[[ DATA PROVIDED open ]]

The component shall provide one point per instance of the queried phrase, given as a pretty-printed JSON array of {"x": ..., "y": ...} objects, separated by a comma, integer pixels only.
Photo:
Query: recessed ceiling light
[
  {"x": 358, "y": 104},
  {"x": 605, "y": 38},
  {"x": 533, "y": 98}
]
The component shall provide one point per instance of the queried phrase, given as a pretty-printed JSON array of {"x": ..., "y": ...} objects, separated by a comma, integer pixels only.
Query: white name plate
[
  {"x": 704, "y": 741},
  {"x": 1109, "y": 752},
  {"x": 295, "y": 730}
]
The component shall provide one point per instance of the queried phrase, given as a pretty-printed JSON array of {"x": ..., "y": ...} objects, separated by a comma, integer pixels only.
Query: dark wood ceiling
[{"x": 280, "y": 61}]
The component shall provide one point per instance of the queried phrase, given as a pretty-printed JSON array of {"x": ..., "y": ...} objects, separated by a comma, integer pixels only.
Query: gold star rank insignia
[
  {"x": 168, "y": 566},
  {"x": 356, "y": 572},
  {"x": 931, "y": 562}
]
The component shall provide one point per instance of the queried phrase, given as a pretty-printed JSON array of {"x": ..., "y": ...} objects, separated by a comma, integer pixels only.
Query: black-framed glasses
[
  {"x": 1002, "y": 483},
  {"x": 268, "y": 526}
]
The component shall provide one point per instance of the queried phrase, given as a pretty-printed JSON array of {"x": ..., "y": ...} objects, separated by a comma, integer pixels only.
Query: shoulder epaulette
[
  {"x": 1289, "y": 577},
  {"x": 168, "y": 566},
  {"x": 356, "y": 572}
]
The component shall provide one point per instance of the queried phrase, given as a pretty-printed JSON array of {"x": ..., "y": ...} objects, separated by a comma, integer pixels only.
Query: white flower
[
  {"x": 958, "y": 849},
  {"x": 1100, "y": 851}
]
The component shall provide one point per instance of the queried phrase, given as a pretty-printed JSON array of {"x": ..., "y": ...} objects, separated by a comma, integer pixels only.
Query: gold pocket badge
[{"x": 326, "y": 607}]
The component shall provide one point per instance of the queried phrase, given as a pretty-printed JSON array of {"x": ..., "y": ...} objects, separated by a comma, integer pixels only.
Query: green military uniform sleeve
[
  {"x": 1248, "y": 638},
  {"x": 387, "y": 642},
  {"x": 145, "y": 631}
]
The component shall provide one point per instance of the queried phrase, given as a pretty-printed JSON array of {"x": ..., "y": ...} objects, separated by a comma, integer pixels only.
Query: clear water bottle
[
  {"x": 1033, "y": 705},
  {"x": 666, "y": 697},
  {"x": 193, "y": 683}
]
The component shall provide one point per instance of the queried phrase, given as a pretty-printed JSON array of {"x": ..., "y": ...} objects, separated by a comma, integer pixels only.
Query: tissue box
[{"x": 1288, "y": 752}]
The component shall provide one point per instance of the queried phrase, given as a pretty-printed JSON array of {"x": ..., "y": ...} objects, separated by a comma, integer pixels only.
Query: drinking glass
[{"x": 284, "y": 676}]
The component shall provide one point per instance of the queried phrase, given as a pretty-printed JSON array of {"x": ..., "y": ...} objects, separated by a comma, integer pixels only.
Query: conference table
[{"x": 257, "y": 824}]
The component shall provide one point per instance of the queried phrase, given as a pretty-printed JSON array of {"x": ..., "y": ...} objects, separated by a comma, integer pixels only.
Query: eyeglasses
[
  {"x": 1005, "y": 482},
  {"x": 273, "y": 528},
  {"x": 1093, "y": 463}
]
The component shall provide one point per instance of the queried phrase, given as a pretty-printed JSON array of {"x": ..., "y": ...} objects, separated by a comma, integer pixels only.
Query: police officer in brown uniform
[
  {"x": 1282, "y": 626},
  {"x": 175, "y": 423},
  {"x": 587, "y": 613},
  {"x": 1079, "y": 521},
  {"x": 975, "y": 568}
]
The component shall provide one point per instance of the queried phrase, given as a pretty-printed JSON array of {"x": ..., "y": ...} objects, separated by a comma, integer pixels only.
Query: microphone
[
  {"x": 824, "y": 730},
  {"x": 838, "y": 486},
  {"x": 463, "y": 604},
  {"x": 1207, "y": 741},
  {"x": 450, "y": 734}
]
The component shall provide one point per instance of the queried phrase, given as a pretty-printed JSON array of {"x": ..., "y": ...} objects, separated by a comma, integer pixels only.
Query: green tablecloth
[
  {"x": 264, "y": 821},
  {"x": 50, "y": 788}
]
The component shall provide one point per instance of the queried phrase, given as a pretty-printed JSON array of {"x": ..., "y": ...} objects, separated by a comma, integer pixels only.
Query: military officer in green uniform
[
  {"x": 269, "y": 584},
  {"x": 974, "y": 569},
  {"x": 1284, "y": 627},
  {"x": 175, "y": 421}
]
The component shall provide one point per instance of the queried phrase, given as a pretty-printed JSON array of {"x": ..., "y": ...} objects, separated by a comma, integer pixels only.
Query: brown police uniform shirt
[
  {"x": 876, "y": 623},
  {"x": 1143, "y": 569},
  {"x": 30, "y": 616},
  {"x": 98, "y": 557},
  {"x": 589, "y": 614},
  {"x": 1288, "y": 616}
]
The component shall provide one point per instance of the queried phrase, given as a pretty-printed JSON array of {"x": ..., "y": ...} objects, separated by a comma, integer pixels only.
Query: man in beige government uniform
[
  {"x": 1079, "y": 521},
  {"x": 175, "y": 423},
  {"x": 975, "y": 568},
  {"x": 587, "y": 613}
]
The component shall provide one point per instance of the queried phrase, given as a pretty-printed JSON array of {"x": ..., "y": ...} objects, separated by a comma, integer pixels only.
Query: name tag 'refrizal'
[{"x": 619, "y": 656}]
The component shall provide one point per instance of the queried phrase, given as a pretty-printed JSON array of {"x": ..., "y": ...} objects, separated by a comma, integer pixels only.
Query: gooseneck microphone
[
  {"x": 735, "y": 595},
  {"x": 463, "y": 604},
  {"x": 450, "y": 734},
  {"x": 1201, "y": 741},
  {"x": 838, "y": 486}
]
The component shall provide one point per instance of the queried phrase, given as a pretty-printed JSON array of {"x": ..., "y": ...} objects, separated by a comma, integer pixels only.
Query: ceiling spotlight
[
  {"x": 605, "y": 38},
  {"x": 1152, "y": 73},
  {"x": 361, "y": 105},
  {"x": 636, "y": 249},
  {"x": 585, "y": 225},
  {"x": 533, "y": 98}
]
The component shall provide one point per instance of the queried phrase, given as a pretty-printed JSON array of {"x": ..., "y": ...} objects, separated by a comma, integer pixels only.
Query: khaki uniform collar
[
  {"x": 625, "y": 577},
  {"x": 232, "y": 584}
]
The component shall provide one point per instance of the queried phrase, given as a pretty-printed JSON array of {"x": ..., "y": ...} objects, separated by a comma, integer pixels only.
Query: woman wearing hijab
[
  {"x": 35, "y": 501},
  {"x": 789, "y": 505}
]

[[ DATA PROVIDED closed ]]

» **WHAT THE TASK REQUIRES**
Every line from above should appear again in the answer, exactly as written.

» **SOLVED PROBLEM**
The component shall provide one point per instance of the queried phrase, given as a pretty-printed JSON array of {"x": ..., "y": ...} objects, separated by a comma, integer pixels only.
Photo:
Query: recessed ceiling light
[
  {"x": 358, "y": 104},
  {"x": 605, "y": 38},
  {"x": 533, "y": 98}
]
The component shall provide one point per instance of the queried phrase, given as a pretty-printed JSON array of {"x": ..., "y": ...} objects, separated by a comma, integer pixels only.
Query: white name plate
[
  {"x": 704, "y": 741},
  {"x": 1109, "y": 752},
  {"x": 295, "y": 730}
]
The component shall provide one point per instance of the queried phrase, given as a pretty-printed JSON array of {"x": ..., "y": ...} objects, separated by a comma, integer pixels only.
Query: dark wood ceiling
[{"x": 280, "y": 61}]
The component shall provide one point per instance of the queried phrase, given as a pretty-printed JSON array of {"x": ..., "y": ...} objects, separated by a comma, integer pixels only.
Query: gold star rank insignia
[
  {"x": 168, "y": 566},
  {"x": 356, "y": 572},
  {"x": 931, "y": 562}
]
The component shall provide one point per instance of the queried phrase, given as a pretty-printed JSON array of {"x": ..., "y": ...} objects, separated by a comma, integer pixels only.
Query: black-framed glasses
[
  {"x": 1002, "y": 483},
  {"x": 268, "y": 526}
]
The component shall provide one point per instance of the queried phrase, given as a pretty-printed JSON array of {"x": ..., "y": ...} objects, separated by a comma, integer pixels only.
Query: shoulder epaulette
[
  {"x": 1289, "y": 577},
  {"x": 168, "y": 566},
  {"x": 356, "y": 572}
]
The component shall provide one point per instance of the queried phrase, given as a pretty-printed JSON array of {"x": ..., "y": ...} objects, separated by a comma, integer pixels only.
Query: white flower
[
  {"x": 958, "y": 849},
  {"x": 1100, "y": 851}
]
The component shall provide one point per instance of the queried phrase, given as a pretty-printed JSON array of {"x": ..., "y": ...} objects, separated by a comma, integer pixels only.
Query: gold pocket badge
[{"x": 326, "y": 607}]
The component shall provide one point per instance of the queried phrase, given as a pretty-printed JSON array of {"x": ..., "y": ...} objects, separated by a comma, integer pixels only.
Query: green military uniform sleeve
[
  {"x": 1248, "y": 638},
  {"x": 387, "y": 642},
  {"x": 145, "y": 631}
]
The component shall provide one point per instance of the queried phrase, given as a pretty-printed JSON array of {"x": ..., "y": ...} objects, separated by a comma, integer pixels only.
Query: clear water bottle
[
  {"x": 1033, "y": 705},
  {"x": 666, "y": 697},
  {"x": 193, "y": 683}
]
The component shall provide one point per instance of the queried phrase, given as a pretty-printed JSON array of {"x": ..., "y": ...} objects, separated by a comma, integer pixels only.
Query: tissue box
[{"x": 1288, "y": 752}]
The component shall provide one point per instance of the queried phrase, given as a pretty-printed JSON array of {"x": ..., "y": ...} objects, separated by a comma, integer pixels only.
Query: drinking glass
[{"x": 284, "y": 676}]
The component shall provide one point per instance of the queried phrase, given as a pretty-printed JSON array of {"x": ..., "y": ...} objects, separated by a comma, integer pixels only.
Query: conference table
[{"x": 257, "y": 824}]
The component shall provide one point per instance of the queried phrase, given as a pretty-printed JSON array of {"x": ..., "y": ...} objects, separated by a comma, integer pixels only.
Query: eyeglasses
[
  {"x": 1005, "y": 482},
  {"x": 273, "y": 528},
  {"x": 1093, "y": 463}
]
The component shall provide one point per instance of the queried phrase, given as a pretty-printed JSON array of {"x": ..., "y": ...} objects, separated by a comma, integer pixels only.
Query: police officer in brown uniform
[
  {"x": 1282, "y": 626},
  {"x": 175, "y": 423},
  {"x": 587, "y": 613},
  {"x": 1079, "y": 521},
  {"x": 975, "y": 568}
]
The component shall provide one point per instance of the queried phrase, given as a pretty-printed JSON array of {"x": ..., "y": ...} objects, separated by a comma, integer pixels only.
Query: microphone
[
  {"x": 824, "y": 730},
  {"x": 838, "y": 486},
  {"x": 463, "y": 604},
  {"x": 1207, "y": 741},
  {"x": 450, "y": 734}
]
The component shall provide one point per instance of the queried phrase, given as a pretty-printed JSON array of {"x": ..., "y": ...} objects, separated by a comma, integer pixels only.
Query: green tablecloth
[
  {"x": 264, "y": 821},
  {"x": 50, "y": 788}
]
The component shall provide one point per instance of the queried phrase, given as a pretty-printed JSON array of {"x": ..., "y": ...} objects, separated by a comma, integer pixels only.
Query: military officer in green uniform
[
  {"x": 269, "y": 584},
  {"x": 974, "y": 569},
  {"x": 1284, "y": 627},
  {"x": 175, "y": 421}
]
The component shall provide one point per instance of the queried phrase, given as a pretty-printed JSON array of {"x": ..., "y": ...} objects, separated by a comma, integer pixels only.
Query: brown police uniform shirt
[
  {"x": 876, "y": 623},
  {"x": 1143, "y": 569},
  {"x": 30, "y": 616},
  {"x": 98, "y": 557},
  {"x": 589, "y": 614},
  {"x": 1288, "y": 616}
]
The component shall provide one point per instance of the queried phrase, given as a pretty-printed JSON array of {"x": ..., "y": ...} objects, separated by a comma, integer pixels only.
Query: man in beige government uniform
[
  {"x": 1079, "y": 521},
  {"x": 175, "y": 423},
  {"x": 975, "y": 568},
  {"x": 587, "y": 613}
]
The component shall provide one point per instance of the queried phrase, given as a pretty-printed JSON array of {"x": ..., "y": ...} objects, separated by a comma, integer pixels only.
Query: name tag 'refrizal'
[{"x": 619, "y": 656}]
The component shall provide one point per instance of the queried phrase, given as a pretty-printed JSON array of {"x": ..., "y": ...} objects, separated by a comma, integer pixels only.
Query: gooseneck microphone
[
  {"x": 735, "y": 595},
  {"x": 463, "y": 604},
  {"x": 450, "y": 734},
  {"x": 1201, "y": 741},
  {"x": 838, "y": 486}
]
The component shall provide one point per instance of the queried phrase, given as a pretty-printed JSON array of {"x": ..., "y": ...} objects, separated by a comma, integer pixels only.
Query: ceiling spotlight
[
  {"x": 605, "y": 38},
  {"x": 1152, "y": 73},
  {"x": 361, "y": 105},
  {"x": 636, "y": 249},
  {"x": 585, "y": 225},
  {"x": 533, "y": 98}
]
The component shall provide one point per instance of the queried phrase, given as a pretty-printed JSON array of {"x": ..., "y": ...} objects, separated by a comma, integer pixels only.
Query: khaki uniform collar
[
  {"x": 625, "y": 577},
  {"x": 232, "y": 584}
]
The component shall provide one point per instance of the queried phrase, given as a pretty-printed JSON array of {"x": ..., "y": ...} objects, separated by a comma, integer pixels only.
Query: woman wearing hijab
[
  {"x": 35, "y": 501},
  {"x": 789, "y": 505}
]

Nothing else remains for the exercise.